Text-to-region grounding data
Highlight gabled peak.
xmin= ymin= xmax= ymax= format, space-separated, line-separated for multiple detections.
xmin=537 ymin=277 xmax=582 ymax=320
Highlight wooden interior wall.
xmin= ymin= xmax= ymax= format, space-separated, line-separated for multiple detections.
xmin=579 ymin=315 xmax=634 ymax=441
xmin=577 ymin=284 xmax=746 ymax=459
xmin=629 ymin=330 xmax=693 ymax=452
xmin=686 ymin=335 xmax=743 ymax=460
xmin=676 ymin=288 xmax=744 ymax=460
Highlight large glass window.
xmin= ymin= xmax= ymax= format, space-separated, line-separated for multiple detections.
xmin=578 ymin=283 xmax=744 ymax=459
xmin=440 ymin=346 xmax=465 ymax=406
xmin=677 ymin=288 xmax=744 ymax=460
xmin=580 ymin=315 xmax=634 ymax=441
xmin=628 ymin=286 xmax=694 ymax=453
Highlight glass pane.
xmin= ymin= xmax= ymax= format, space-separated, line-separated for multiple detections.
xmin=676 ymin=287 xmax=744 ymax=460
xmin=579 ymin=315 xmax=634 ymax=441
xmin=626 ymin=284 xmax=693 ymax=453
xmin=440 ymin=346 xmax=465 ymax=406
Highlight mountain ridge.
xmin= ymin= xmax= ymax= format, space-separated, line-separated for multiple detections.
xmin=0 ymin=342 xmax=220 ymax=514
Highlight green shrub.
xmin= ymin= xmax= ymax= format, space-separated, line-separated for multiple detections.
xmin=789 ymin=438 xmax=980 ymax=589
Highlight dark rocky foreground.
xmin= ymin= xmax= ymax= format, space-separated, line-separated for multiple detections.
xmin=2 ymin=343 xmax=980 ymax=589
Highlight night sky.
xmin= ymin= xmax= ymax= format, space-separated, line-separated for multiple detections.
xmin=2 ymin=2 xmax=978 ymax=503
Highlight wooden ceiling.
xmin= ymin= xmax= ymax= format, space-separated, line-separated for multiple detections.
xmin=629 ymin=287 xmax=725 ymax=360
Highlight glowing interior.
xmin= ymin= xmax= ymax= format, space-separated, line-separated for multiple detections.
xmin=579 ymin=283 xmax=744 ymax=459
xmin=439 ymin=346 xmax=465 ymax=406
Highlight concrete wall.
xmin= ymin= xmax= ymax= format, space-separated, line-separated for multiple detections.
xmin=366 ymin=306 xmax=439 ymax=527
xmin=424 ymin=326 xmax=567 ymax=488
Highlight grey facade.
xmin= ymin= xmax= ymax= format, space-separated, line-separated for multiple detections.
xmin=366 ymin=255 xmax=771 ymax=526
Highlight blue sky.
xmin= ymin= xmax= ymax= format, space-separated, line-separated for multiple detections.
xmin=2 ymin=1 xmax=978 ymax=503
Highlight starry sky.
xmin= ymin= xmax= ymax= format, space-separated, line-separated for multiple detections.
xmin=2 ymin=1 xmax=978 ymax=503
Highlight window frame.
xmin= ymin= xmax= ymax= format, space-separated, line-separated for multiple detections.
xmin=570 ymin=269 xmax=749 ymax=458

* Work instruction
Nothing but an exact repetition of the entries is expected here.

* Response
Highlight gabled peak.
xmin= ymin= xmax= ymax= format, space-separated, line-separated for multiple detections.
xmin=537 ymin=277 xmax=582 ymax=320
Highlight wooden interior wall.
xmin= ymin= xmax= ymax= format, space-separated, line-separated for multiple detections.
xmin=579 ymin=315 xmax=634 ymax=441
xmin=577 ymin=284 xmax=746 ymax=459
xmin=629 ymin=330 xmax=693 ymax=452
xmin=686 ymin=335 xmax=743 ymax=460
xmin=676 ymin=288 xmax=744 ymax=460
Highlight large glass window.
xmin= ymin= xmax= ymax= format, space-separated, line-separated for multiple detections.
xmin=578 ymin=283 xmax=744 ymax=459
xmin=440 ymin=346 xmax=465 ymax=406
xmin=677 ymin=288 xmax=744 ymax=460
xmin=580 ymin=315 xmax=634 ymax=441
xmin=628 ymin=286 xmax=694 ymax=453
Highlight glass pane.
xmin= ymin= xmax= ymax= format, space-separated, line-separated for multiple detections.
xmin=676 ymin=287 xmax=744 ymax=460
xmin=579 ymin=315 xmax=634 ymax=441
xmin=626 ymin=284 xmax=693 ymax=453
xmin=440 ymin=346 xmax=465 ymax=406
Highlight mountain ridge.
xmin= ymin= xmax= ymax= format, space-separated, line-separated for multiple detections.
xmin=0 ymin=342 xmax=220 ymax=514
Highlight green shrub.
xmin= ymin= xmax= ymax= format, space-separated, line-separated for multiple detections.
xmin=789 ymin=438 xmax=980 ymax=589
Highlight dark rocky foreground.
xmin= ymin= xmax= ymax= format, space-separated, line-separated for multiple detections.
xmin=2 ymin=343 xmax=980 ymax=589
Highlight night sky.
xmin= ymin= xmax= ymax= format, space-separated, line-separated for multiple detections.
xmin=2 ymin=2 xmax=978 ymax=503
Highlight wooden ceiling.
xmin= ymin= xmax= ymax= format, space-separated, line-separated for multiple detections.
xmin=629 ymin=287 xmax=725 ymax=360
Highlight glowing interior.
xmin= ymin= xmax= ymax= format, space-separated, line-separated for multiple detections.
xmin=579 ymin=283 xmax=744 ymax=459
xmin=439 ymin=346 xmax=465 ymax=406
Highlight concrete wall.
xmin= ymin= xmax= ymax= format, space-separated, line-separated for multiple detections.
xmin=366 ymin=306 xmax=439 ymax=527
xmin=424 ymin=326 xmax=567 ymax=488
Highlight grey facade.
xmin= ymin= xmax= ymax= format, space-separated, line-separated for multiple detections.
xmin=366 ymin=255 xmax=771 ymax=526
Highlight blue sky.
xmin= ymin= xmax= ymax= format, space-separated, line-separated for multiple detections.
xmin=2 ymin=1 xmax=978 ymax=503
Highlight starry sky.
xmin= ymin= xmax= ymax= format, space-separated, line-separated for multiple detections.
xmin=2 ymin=1 xmax=978 ymax=503
Highlight window frame.
xmin= ymin= xmax= ymax= format, space-separated, line-separated for multiple detections.
xmin=570 ymin=269 xmax=749 ymax=458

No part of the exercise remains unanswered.